-- Quoted passage --
To integrate SpLiCE in your own codebase, the `splice` module has the following functions:

1.  `splice.load(name, vocabulary, vocabulary_size, device, download_root=None, **kwargs) -> splicemodel nn.Module`:

    Returns the SpLiCE model for a supported CLIP backbone (e.g. `"open_clip:ViT-B-32"`) and concept vocabulary (e.g. `"laion"`). Note the syntax for CLIP backbone is `"[library]:[model]"`. The download root can be specified if desired, and arguments such as `return_weights` and `l1_penalty` are passed to the SpLiCE model configuration. Specifying `vocabulary_size = k` will result in decompositions over only the last k concepts in the concept set (assuming the set is sorted from least to most important). 

    * Use `splice.available_models()` to view supported CLIP backbones that can be directly loaded and used with SpLiCE. Note that additional models can easily be added as explained below.
    * `splice.get_tokenizer(name)` and `splice.get_preprocess(name)` return the associated tokenizer and image preprocessing transform for supported clip backbones. 

    * `splice.get_vocabulary(vocabulary_name)` returns a list of strings associated with a supported vocabulary.

2.  `splice.decompose_image(image, splicemodel, device) -> weights Tensor, l0_norm float, cosine_sim float`:

    Returns the splicemodel's sparse concept decomposition of the input image. Also returns the additional metrics of the l0 norm of the decomposition and the cosine similarity between the splice embedding and the original dense clip embedding. 

3.  `splice.decompose_classes(dataloader, target_label, splicemodel, device) -> weights Tensor, l0_norm float, cosine_sim float`:

    Returns the splicemodel's average sparse concept decomposition of all images in the dataloader with label `target_label`. Also returns the additional metrics of the average l0 norm of the decompositions and the aveerage cosine similarity between the splice embeddings and the original dense clip embeddings. 

4.  `splice.decompose_dataset(dataloader, splicemodel, device) -> weights Tensor, l0_norm float, cosine_sim float`:

    Returns the splicemodel's average sparse concept decomposition of all images in the dataloader. Also returns the additional metrics of the average l0 norm of the decompositions and the aveerage cosine similarity between the splice embeddings and the original dense clip embeddings.

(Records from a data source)
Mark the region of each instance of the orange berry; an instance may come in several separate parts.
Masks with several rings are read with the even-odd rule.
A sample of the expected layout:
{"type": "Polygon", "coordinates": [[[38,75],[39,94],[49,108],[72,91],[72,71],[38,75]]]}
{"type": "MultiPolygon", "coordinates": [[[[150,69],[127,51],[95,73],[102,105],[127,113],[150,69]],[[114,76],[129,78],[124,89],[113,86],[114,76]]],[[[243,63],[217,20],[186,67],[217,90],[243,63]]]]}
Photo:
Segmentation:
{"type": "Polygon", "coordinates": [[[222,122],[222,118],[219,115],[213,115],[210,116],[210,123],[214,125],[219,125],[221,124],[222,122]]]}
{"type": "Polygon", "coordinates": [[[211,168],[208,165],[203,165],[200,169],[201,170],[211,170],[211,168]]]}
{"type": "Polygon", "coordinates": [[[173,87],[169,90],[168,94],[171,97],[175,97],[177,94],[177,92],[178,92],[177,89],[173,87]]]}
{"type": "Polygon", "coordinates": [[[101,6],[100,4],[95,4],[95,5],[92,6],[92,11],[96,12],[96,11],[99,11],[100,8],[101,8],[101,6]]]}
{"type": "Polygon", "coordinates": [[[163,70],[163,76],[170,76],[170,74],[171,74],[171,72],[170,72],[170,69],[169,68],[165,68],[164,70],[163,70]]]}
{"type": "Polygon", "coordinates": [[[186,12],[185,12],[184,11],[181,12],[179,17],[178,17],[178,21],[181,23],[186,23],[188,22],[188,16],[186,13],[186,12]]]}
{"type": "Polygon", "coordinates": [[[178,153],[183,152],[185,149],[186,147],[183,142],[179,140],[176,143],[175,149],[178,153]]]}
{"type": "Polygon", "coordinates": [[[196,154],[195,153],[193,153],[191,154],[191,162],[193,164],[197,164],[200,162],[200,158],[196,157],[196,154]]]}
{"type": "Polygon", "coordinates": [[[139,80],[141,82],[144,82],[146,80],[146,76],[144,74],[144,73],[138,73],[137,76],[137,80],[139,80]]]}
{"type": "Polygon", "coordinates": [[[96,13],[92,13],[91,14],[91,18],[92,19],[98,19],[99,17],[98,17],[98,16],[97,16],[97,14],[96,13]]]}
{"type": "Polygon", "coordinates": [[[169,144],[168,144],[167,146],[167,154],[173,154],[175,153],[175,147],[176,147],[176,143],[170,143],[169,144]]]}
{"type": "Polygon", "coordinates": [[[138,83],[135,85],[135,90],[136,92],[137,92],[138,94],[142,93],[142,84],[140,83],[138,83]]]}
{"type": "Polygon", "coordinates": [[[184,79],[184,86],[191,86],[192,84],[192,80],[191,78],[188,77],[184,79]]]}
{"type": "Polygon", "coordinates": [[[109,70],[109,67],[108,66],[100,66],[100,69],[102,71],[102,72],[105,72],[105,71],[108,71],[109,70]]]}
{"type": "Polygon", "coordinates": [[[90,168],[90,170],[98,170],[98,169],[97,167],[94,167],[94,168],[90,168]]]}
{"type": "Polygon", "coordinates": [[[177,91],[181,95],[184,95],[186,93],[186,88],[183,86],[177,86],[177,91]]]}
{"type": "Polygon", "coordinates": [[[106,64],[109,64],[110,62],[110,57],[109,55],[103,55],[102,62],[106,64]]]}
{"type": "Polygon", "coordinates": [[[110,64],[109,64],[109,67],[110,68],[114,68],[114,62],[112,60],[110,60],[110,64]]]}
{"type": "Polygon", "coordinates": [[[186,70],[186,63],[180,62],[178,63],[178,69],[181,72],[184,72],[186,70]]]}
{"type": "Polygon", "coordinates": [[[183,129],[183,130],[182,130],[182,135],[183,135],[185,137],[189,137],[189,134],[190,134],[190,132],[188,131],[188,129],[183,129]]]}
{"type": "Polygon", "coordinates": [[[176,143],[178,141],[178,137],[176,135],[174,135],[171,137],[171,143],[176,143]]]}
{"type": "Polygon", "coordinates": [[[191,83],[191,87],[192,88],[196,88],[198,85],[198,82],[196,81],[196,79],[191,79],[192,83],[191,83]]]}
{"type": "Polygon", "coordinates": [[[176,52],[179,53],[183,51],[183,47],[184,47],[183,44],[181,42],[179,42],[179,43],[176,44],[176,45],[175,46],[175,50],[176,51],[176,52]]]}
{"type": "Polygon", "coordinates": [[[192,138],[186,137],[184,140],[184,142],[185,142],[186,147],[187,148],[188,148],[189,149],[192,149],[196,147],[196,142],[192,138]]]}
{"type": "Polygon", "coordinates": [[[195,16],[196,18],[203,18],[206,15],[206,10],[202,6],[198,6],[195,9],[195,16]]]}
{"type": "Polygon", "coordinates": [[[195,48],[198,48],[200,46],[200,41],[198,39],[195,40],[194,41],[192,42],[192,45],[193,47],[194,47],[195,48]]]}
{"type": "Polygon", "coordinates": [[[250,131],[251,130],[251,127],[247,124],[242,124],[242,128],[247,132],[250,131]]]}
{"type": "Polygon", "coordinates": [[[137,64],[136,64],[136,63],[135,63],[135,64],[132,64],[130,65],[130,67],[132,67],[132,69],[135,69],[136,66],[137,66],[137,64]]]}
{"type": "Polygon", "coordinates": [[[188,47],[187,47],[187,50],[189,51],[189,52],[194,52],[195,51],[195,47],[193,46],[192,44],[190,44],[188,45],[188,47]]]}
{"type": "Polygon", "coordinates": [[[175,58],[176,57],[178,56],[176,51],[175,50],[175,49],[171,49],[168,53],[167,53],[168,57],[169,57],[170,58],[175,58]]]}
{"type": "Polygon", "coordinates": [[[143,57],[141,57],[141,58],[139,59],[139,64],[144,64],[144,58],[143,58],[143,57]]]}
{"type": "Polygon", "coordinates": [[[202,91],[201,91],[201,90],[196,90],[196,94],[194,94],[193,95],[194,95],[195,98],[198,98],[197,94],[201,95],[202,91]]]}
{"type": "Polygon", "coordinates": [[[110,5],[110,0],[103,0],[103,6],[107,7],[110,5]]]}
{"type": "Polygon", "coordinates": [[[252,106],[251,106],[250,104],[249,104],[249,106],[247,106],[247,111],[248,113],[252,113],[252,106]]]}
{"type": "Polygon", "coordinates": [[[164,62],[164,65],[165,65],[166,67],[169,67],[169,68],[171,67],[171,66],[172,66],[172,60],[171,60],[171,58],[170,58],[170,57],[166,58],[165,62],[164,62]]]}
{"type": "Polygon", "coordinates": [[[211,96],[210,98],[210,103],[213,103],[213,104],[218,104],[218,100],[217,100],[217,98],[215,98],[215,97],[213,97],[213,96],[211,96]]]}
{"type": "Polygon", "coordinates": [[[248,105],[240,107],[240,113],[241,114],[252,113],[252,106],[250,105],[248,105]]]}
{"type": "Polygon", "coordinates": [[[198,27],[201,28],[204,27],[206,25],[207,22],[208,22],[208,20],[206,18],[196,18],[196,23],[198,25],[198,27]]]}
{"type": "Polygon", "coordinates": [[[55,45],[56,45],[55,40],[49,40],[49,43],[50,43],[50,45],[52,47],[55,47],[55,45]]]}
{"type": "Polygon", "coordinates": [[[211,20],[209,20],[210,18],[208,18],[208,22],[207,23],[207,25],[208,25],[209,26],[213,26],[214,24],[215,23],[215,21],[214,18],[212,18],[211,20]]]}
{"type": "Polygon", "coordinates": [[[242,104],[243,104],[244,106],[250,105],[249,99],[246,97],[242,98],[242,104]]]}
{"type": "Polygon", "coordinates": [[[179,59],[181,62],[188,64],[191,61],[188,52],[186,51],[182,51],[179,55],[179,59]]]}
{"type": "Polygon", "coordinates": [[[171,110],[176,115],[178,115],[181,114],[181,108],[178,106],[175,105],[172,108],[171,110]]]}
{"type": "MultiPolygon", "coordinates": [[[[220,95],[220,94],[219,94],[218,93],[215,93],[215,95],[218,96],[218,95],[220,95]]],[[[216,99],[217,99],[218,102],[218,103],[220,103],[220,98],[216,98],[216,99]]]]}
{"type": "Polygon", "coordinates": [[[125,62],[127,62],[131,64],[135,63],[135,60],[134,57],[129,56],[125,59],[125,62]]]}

-- Set task --
Answer these questions using the SpLiCE function reference:
1. What syntax does it give for naming a CLIP backbone?
2. Which function returns a list of strings for a supported vocabulary?
3. Besides the weights, which two metrics does `splice.decompose_image` return?

-- Solution to the problem --
1. `"[library]:[model]"`
2. `splice.get_vocabulary(vocabulary_name)`
3. The l0 norm of the decomposition and the cosine similarity between the splice embedding and the original dense clip embedding.